» Aufgaben
A – Wie viele Studierende waren laut dem Artikel über die PH FHNW im Jahr 2006 an der Hochschule in Ausbildung?
B – Schreibe den Artikel über die PH FHNW im Anschluss an seinen letzten Satz weiter.

» Textauszug
------------
Die Pädagogische Hochschule FHNW erlebt einen regelrechten Boom unter Studierenden, trotz politischer Unsicherheiten wie der Einführung des Lehrplans 21.
Der Lehrerberuf ist beliebter denn je, wie die Studierendenzahlen der Pädagogischen Hochschule FHNW (PH FHNW) zeigen. Während im Jahr 2006 dort 1600 Studierende in Ausbildung waren, werden es diesen Herbst rund 3300 sein – mehr als doppelt so viel wie vor knapp zehn Jahren, wie der Kommunikationsverantwortliche Christian Irgl sagt.
Dabei ist Lehrer sein kein einfacher Beruf: Vor allem mit der Einführung des Lehrplans 21 bekommen die Lehrpersonen die Verunsicherung der Eltern zu spüren und stehen unter dem Druck der öffentlichen Wahrnehmung. Das tut der Beliebtheit des Berufs allerdings keinen Abbruch.
Auf die Reformen vorbereitet
Doch wie ist es für junge, unerfahrene Lehrpersonen, in dieser turbulenten Zeit in die Arbeitswelt einzusteigen? Denn neben Harmos und dem Lehrplan 21 ist auch die schulische Integration eine wesentliche Neuerung. Christian Irgl sagt, die Studierenden, die nun in den Beruf einsteigen, seien entsprechend darauf vorbereitet. «Sie sind ja bereits mit den entsprechenden Rahmenbedingungen ausgebildet worden.»
Das erlaubt den Berufseinsteigern eine andere Sicht auf das reformierte Klassenzimmer. Die junge Primarlehrerin Sarah Feuz sagt: «Wir Lehrer, die frisch von der Ausbildung kommen, erleben die Reform ganz anders als unsere alteingesessenen Kollegen – im Gegensatz zu ihnen müssen wir nicht mit jahrelangen Unterrichtstraditionen brechen.»
Trotzdem sei es beim Berufseinstieg spürbar, dass es «eine spezielle Zeit sei», um mit dem Unterrichten zu beginnen. Feuz hatte bereits während des Studiums sowie nach dem Abschluss mehrere Teilzeitstellen als Lehrerin inne. Sie sagt: «Die Stimmung in den Teams ist oft ziemlich angespannt, weil keiner so genau weiss, wie es weitergeht.»
------------
» Datenblock
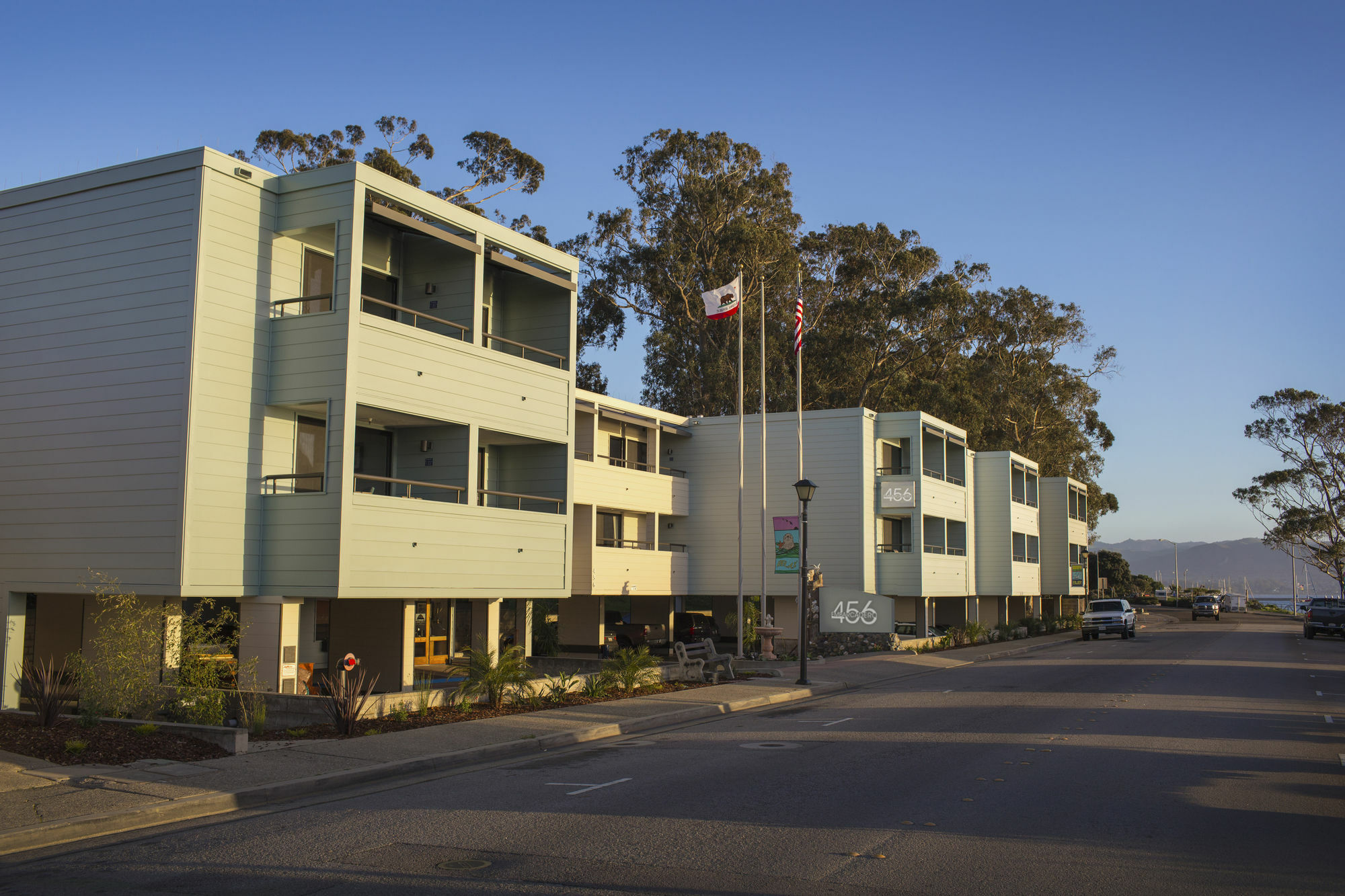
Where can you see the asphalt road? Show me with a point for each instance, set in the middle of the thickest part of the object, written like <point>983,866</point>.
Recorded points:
<point>1195,759</point>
------------
» Lösungen
A – 1600 Studierende.

B –
«Alle Kinder in allen Lernbereichen gleichzeitig individuell zu fördern, ist kaum möglich.»
Sie selbst habe sich auch in ihrer Bachelorarbeit mit der Schulharmonisierung befasst und sich dadurch viele kritische Gedanken zu dieser Reform gemacht: «Ich schätze die Freiheiten, die mit Harmos einhergehen, zum Beispiel die Möglichkeiten zur Projektarbeit.» Eine Schattenseite der Reform findet Feuz, dass die im Rahmen von Harmos formulierten hohen Ansprüche zur individuellen Betreuung der Kinder in der Praxis schwer umsetzbar seien.
«Alle Kinder in allen Lernbereichen gleichzeitig individuell zu fördern, ist kaum möglich», sagt Feuz. Handkehrum gebe es aber auch in schwierigen Situationen mehr Sicherheit, da viel Teamarbeit stattfinde und durch die Integrative Schule oft eine weitere Lehrperson, etwa ein Heilpädagoge, in die Klasse eingebunden sei.
«Gerade in Schulhäusern mit Integrationsklassen ist man teilweise mit sehr schwierigen Kindern und Schicksalen konfrontiert», sagt Feuz. Da komme schon das Gefühl auf, dass die Anforderungen an die Lehrperson riesig sei und die eigenen Fähigkeiten kaum ausreichen würden – allein schon durch die grosse Vielfalt der Kinder.
Junglehrer wissen, was sie erwartet
Völlig im kalten Wasser schwimmen die neuen Lehrerinnen und Lehrer aber nicht, das sagt auch Fachhochschul-Sprecher Irgl. Durch die zahlreichen Praktika während der Ausbildung wüssten die jungen Lehrer, was auf sie zukommt. «Und viele junge Leute suchen nicht nur ein einfaches Einkommen, sondern Herausforderungen.»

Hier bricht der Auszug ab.